The records
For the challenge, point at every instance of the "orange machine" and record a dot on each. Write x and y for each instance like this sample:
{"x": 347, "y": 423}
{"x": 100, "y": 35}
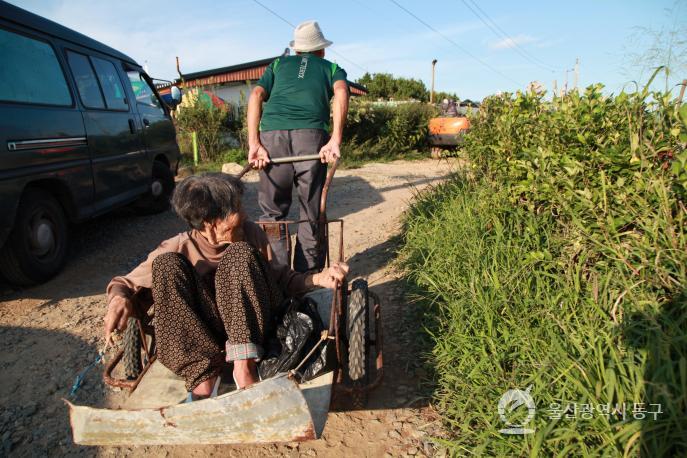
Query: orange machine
{"x": 447, "y": 131}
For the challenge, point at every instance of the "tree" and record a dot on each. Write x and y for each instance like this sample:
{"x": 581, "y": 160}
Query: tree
{"x": 667, "y": 46}
{"x": 387, "y": 86}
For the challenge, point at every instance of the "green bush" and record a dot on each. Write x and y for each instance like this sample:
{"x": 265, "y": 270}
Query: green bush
{"x": 559, "y": 261}
{"x": 383, "y": 132}
{"x": 208, "y": 121}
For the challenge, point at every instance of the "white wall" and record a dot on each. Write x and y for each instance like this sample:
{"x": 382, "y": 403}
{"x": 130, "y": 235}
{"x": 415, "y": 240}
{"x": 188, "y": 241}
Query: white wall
{"x": 232, "y": 92}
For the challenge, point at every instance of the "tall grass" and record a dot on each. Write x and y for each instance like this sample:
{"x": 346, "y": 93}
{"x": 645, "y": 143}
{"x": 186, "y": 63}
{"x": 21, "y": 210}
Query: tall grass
{"x": 559, "y": 261}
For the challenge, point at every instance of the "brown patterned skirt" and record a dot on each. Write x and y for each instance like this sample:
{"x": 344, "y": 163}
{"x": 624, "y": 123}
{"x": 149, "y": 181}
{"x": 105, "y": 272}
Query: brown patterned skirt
{"x": 195, "y": 321}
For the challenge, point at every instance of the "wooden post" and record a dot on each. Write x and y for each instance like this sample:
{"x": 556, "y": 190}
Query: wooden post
{"x": 181, "y": 77}
{"x": 431, "y": 93}
{"x": 682, "y": 91}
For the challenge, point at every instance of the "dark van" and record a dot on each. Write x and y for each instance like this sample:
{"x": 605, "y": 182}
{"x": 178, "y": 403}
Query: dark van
{"x": 82, "y": 131}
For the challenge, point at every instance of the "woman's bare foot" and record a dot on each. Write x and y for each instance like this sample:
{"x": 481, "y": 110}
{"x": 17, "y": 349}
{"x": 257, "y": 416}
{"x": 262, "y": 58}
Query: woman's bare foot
{"x": 245, "y": 373}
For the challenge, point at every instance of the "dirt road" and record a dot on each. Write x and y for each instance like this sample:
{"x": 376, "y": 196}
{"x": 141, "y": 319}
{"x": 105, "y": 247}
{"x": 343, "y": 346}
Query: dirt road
{"x": 50, "y": 332}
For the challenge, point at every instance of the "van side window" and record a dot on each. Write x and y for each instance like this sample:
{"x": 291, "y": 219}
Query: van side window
{"x": 30, "y": 72}
{"x": 145, "y": 95}
{"x": 85, "y": 80}
{"x": 110, "y": 84}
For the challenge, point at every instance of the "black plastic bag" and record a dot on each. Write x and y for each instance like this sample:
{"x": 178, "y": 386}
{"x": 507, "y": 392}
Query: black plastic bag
{"x": 298, "y": 331}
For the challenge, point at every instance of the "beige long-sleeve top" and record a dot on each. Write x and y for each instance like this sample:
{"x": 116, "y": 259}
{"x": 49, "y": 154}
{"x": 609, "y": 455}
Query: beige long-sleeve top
{"x": 205, "y": 257}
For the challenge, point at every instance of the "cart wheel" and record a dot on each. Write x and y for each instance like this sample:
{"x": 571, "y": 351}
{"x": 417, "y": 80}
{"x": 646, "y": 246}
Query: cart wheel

Task details
The word to find is "cart". Copy every line of the data that holds it.

Answer
For the challenge, point at every instance of the "cart wheel" and record a dot on each. Write x and y for each instance like this sample:
Query: cart wheel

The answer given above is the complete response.